▸ **What to produce**
Everything in the listing should be restated word for word.

▸ **Input data**
BEGIN

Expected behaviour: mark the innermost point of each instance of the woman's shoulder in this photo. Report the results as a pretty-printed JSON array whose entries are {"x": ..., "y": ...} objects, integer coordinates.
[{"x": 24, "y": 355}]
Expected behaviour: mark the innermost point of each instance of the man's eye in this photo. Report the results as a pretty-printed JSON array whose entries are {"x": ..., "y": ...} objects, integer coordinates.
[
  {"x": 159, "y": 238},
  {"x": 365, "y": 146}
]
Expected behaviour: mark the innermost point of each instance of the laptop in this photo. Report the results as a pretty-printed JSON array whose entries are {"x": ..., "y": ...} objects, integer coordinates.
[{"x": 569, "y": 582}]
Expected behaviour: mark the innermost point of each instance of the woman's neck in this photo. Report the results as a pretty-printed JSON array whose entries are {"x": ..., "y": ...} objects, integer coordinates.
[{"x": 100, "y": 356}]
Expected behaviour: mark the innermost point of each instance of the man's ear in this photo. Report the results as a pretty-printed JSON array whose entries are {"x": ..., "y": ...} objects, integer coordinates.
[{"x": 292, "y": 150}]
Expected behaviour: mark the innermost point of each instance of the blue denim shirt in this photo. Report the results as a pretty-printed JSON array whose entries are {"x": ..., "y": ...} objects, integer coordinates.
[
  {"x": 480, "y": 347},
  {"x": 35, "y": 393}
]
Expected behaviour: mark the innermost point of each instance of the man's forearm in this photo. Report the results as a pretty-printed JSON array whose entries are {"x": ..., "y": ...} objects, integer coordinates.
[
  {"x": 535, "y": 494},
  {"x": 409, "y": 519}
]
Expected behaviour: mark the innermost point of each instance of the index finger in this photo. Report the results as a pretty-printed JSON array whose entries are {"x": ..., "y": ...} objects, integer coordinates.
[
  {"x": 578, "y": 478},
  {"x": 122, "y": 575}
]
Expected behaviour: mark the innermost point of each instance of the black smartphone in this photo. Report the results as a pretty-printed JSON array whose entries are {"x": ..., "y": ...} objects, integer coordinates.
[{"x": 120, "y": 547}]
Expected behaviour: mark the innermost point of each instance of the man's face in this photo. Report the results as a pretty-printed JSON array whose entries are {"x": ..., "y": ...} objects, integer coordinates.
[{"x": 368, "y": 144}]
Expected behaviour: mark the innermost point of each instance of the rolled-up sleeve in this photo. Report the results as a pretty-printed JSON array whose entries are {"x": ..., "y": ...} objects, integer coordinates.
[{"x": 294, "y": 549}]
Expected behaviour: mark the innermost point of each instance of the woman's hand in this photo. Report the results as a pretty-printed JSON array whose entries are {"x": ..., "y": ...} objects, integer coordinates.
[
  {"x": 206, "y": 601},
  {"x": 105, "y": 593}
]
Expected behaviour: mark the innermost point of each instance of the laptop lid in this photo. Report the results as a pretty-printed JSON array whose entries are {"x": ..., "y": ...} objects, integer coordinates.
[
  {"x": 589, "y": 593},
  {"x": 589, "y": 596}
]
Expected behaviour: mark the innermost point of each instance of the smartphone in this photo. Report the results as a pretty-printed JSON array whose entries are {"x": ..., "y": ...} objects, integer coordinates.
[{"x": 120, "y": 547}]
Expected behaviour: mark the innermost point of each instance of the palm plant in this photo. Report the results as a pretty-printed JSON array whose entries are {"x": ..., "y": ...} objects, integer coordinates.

END

▸ **Completed task**
Expected behaviour: mark the innermost point of each instance of the woman's shoulder in this photo. Report the results as a pretty-printed JSON array whose entries are {"x": ..., "y": ...} objects, integer coordinates.
[{"x": 24, "y": 355}]
Expected behaviour: mark the innermost point of each instance of the man's eye in this photo. Report the results as a pretty-printed JSON array whose entries are {"x": ..., "y": ...} objects, integer coordinates.
[
  {"x": 159, "y": 238},
  {"x": 365, "y": 146}
]
Expected behaviour: mark the innermost point of each instance of the laptop in this photo. Report the results as a pretty-printed JSON array whose entries are {"x": ..., "y": ...} objects, integer coordinates.
[{"x": 569, "y": 582}]
Expected behaviour: mark the innermost point of each instance of the woman's neck in this photo. Report the results as a pretty-printed JSON array whose entries are {"x": ..., "y": ...} objects, integer coordinates.
[{"x": 100, "y": 356}]
Expected behaviour: mark the innermost point of each instance of the man's ear in this photo. Report the results as a pretty-printed JSON array whose entries are {"x": ..., "y": ...} objects, integer coordinates.
[{"x": 292, "y": 150}]
Expected behaviour: mark the innermost point of each instance of the blue denim shirt in this photo. Report the results as a pretty-printed JSON array whose entries are {"x": ..., "y": ...} objects, integer coordinates.
[
  {"x": 480, "y": 347},
  {"x": 35, "y": 393}
]
Expected behaviour: mark the innermost point of each instance of the man's forearm in this photo. Report the results as a pretty-printed JSON array whose entries are {"x": ..., "y": ...} objects, integer coordinates.
[
  {"x": 535, "y": 494},
  {"x": 409, "y": 519}
]
Expected behaviour: mark the innermost point of each instance of the index finger in this photo. Report the results as a pretty-printed JSON array whose entries are {"x": ..., "y": ...} objects, integer coordinates.
[
  {"x": 578, "y": 478},
  {"x": 122, "y": 575}
]
Expected behaviour: mark the innermost point of each instance of the black smartphone in this photo. Report the results as a pretty-printed JSON array whose entries are {"x": ..., "y": ...} objects, integer coordinates.
[{"x": 120, "y": 547}]
Expected behaviour: mark the innermost point of each instance of the man's face in this photo. Report the results as a pretty-printed JSON array whose entries are {"x": ..., "y": ...} objects, integer coordinates.
[{"x": 368, "y": 144}]
Expected behaviour: mark the innermost point of each instance of the rolled-up sleeve in this photo. Report the results as a pretty-printed JSON array whose entries are {"x": ..., "y": ...} objects, integer coordinates.
[{"x": 294, "y": 549}]
Expected behaviour: mark the innermost point of each instance of the woman's hand in this photo. Report the results as a pretty-printed JSON array whose entries are {"x": ..., "y": ...} objects, integer coordinates.
[
  {"x": 206, "y": 601},
  {"x": 105, "y": 593}
]
Expected behaviour: mark the innermost point of each instance of the laptop lid in this photo. Report the results as a pretty-printed JSON array whose entries are {"x": ..., "y": ...} objects, integer coordinates.
[
  {"x": 589, "y": 593},
  {"x": 589, "y": 596}
]
Expected behaviour: mark the innermost point of each instance of the smartphone in this photo. Report the results as a pretty-printed JSON array whose entries are {"x": ..., "y": ...} objects, integer coordinates.
[{"x": 120, "y": 547}]
Expected behaviour: mark the innermost point of each instance of the palm plant in this photo. Report the results as a pretty-printed JSON array whose entries are {"x": ..., "y": ...} objects, integer coordinates.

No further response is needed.